*TASK DIRECTIONS:*
Find and copy each line of the rows below that contains the string "building", and treat case as significant.

[Begin EXCERPTED RECORDS]

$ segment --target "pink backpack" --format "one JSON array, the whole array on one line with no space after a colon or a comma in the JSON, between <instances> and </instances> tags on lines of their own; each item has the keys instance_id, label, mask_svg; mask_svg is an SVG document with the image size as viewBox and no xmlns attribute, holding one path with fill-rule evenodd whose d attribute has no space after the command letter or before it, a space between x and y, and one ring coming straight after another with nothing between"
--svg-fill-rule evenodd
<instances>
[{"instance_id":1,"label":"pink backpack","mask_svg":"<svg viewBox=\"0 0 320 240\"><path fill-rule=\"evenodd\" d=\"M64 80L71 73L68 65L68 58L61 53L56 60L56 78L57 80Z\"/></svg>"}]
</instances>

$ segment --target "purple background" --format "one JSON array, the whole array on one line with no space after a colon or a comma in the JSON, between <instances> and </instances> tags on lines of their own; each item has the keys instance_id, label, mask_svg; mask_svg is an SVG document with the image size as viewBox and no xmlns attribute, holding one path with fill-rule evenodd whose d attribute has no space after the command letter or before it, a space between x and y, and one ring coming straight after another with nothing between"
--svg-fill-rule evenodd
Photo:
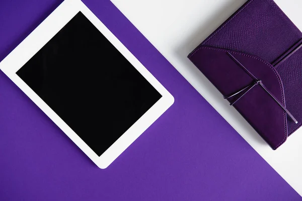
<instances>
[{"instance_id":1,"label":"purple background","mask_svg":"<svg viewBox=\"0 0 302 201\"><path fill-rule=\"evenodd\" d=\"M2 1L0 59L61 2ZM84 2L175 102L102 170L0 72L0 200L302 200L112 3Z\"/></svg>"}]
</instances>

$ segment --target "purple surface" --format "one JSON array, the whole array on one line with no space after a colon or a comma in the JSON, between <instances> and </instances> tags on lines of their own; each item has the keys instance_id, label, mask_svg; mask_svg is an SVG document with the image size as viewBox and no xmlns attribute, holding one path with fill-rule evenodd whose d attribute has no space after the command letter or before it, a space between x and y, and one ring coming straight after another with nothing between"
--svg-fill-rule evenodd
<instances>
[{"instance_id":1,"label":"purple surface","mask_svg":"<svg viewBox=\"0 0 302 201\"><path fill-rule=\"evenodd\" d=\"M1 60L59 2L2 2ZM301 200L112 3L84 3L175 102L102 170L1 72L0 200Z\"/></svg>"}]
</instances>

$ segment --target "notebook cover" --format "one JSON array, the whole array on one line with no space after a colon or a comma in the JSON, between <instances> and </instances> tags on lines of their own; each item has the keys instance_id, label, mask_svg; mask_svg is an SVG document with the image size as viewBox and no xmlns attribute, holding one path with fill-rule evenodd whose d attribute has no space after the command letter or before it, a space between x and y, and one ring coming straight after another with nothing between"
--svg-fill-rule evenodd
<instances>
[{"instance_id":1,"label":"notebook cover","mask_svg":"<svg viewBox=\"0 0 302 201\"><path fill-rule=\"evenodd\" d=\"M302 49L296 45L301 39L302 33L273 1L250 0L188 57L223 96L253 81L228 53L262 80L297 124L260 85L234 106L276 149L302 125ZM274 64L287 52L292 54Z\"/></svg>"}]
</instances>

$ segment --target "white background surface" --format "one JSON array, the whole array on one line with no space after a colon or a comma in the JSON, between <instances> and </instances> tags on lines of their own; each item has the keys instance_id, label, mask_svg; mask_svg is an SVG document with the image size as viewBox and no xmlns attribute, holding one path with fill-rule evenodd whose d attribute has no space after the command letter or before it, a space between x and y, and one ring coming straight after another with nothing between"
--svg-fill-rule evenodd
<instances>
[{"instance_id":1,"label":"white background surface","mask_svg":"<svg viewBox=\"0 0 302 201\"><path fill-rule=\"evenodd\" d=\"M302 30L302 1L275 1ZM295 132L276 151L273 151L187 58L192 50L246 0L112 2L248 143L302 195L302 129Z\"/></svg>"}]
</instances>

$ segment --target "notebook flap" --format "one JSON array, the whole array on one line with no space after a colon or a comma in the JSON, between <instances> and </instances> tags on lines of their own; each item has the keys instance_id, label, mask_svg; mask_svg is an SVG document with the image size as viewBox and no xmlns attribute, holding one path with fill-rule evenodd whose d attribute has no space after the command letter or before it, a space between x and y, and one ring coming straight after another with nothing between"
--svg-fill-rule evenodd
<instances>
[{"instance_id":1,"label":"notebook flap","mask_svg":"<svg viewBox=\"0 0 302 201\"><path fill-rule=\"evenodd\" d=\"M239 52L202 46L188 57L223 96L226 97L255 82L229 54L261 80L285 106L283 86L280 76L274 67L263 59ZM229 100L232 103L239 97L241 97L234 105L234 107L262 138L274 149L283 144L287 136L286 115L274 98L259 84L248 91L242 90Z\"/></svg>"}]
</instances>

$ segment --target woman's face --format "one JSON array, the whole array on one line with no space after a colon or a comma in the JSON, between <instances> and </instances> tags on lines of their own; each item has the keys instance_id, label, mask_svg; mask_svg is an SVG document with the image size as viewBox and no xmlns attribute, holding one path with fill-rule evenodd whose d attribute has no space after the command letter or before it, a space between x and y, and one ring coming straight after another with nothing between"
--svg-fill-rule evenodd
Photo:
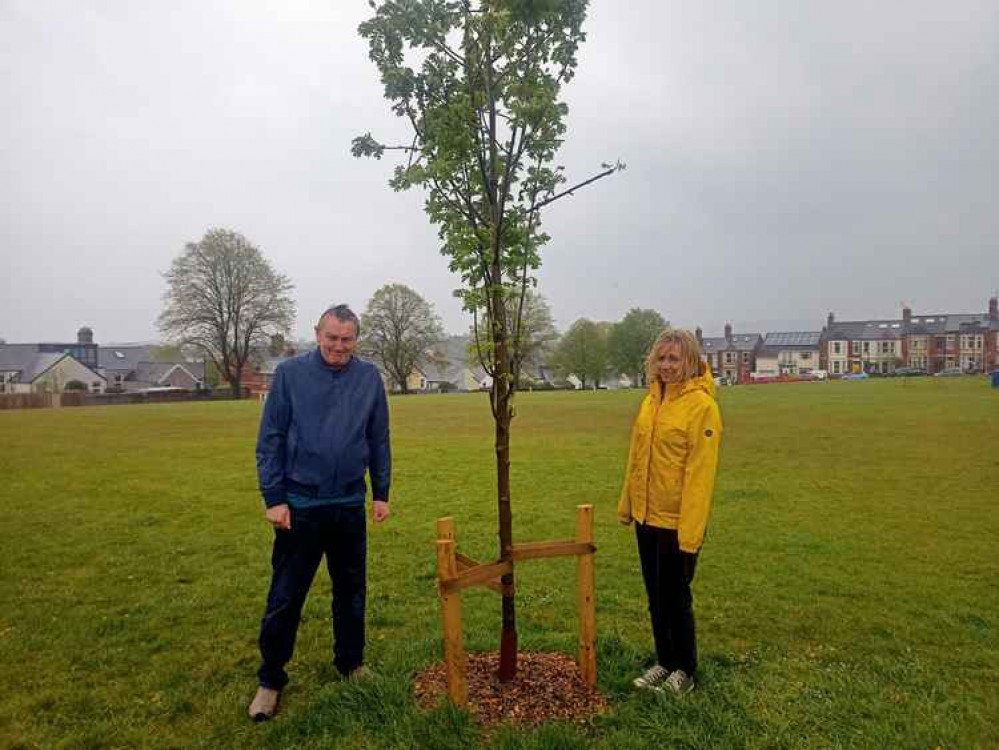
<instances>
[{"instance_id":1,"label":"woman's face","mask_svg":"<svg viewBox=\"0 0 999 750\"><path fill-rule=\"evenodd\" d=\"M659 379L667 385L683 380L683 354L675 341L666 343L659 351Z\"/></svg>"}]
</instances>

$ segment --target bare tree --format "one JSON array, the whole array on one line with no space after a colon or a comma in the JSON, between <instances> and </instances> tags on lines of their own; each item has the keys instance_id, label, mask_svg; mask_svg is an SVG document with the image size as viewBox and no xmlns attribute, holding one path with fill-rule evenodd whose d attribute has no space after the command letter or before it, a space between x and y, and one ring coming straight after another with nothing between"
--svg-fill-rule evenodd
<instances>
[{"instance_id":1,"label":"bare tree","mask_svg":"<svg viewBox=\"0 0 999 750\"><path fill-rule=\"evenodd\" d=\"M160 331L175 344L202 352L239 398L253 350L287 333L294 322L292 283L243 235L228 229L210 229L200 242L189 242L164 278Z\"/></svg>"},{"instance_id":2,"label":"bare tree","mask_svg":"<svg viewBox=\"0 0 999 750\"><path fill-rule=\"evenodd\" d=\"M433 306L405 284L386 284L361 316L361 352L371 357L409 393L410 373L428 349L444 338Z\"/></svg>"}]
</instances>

[End EXCERPTED RECORDS]
[Begin EXCERPTED RECORDS]

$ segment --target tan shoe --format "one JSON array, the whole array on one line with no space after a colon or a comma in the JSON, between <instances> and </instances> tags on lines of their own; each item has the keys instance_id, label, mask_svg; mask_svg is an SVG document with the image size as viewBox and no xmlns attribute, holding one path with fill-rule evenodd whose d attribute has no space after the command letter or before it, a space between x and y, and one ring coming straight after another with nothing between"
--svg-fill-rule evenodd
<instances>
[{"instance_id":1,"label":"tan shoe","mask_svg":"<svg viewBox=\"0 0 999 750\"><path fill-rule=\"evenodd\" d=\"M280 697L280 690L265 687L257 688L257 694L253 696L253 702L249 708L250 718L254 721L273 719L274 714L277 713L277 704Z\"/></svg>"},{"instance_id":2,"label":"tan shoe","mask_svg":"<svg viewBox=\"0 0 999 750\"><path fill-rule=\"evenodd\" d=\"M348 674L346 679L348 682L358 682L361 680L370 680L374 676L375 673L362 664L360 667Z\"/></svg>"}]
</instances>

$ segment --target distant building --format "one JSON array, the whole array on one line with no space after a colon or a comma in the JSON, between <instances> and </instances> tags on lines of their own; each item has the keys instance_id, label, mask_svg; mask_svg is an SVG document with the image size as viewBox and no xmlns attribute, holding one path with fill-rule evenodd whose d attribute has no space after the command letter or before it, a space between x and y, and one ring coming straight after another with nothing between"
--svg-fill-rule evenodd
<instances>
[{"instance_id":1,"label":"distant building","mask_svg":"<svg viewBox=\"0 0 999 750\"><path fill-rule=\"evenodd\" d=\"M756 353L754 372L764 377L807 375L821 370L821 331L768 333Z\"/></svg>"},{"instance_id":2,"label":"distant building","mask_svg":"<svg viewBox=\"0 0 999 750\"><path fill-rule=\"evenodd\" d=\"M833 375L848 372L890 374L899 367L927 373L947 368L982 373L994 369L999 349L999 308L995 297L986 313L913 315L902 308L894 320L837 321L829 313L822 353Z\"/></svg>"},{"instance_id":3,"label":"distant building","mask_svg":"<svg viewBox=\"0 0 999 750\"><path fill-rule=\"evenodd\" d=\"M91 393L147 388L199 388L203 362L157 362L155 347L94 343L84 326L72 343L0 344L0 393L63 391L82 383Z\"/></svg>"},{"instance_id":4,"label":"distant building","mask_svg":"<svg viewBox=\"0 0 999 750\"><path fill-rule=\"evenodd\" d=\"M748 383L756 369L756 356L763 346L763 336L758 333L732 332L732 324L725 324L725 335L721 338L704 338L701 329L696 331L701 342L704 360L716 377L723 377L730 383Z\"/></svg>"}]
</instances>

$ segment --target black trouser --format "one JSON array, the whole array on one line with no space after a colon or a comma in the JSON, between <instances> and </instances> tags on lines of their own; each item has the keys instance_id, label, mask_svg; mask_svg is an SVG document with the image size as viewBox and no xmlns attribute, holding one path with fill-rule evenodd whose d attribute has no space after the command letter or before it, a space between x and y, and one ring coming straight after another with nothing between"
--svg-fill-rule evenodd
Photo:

[End EXCERPTED RECORDS]

*REPLY TO THE EXERCISE:*
$ segment --target distant building --format "one JSON array, the whole array on one line with no space after a colon or a comma in the JSON, between <instances> and </instances> tags on lines of their own; each item has the keys instance_id, label, mask_svg; mask_svg is an SVG document with the image size as viewBox and no xmlns attribute, holding one path with fill-rule evenodd whose d attribute has no space after the command letter or before it, a space between x and y, and one ring coming straight after another with nothing between"
[{"instance_id":1,"label":"distant building","mask_svg":"<svg viewBox=\"0 0 999 750\"><path fill-rule=\"evenodd\" d=\"M756 353L754 372L764 377L807 375L821 370L821 331L768 333Z\"/></svg>"},{"instance_id":2,"label":"distant building","mask_svg":"<svg viewBox=\"0 0 999 750\"><path fill-rule=\"evenodd\" d=\"M833 375L848 372L890 374L899 367L927 373L947 368L982 373L994 369L999 349L999 308L995 297L986 313L913 315L902 308L894 320L837 321L829 313L822 353Z\"/></svg>"},{"instance_id":3,"label":"distant building","mask_svg":"<svg viewBox=\"0 0 999 750\"><path fill-rule=\"evenodd\" d=\"M91 393L147 388L199 388L203 362L157 362L155 347L94 343L84 326L72 343L0 344L0 393L63 391L82 383Z\"/></svg>"},{"instance_id":4,"label":"distant building","mask_svg":"<svg viewBox=\"0 0 999 750\"><path fill-rule=\"evenodd\" d=\"M748 383L756 369L756 356L763 346L763 336L758 333L732 332L732 324L725 324L725 335L721 338L704 338L701 329L696 331L701 342L704 360L716 377L723 377L730 383Z\"/></svg>"}]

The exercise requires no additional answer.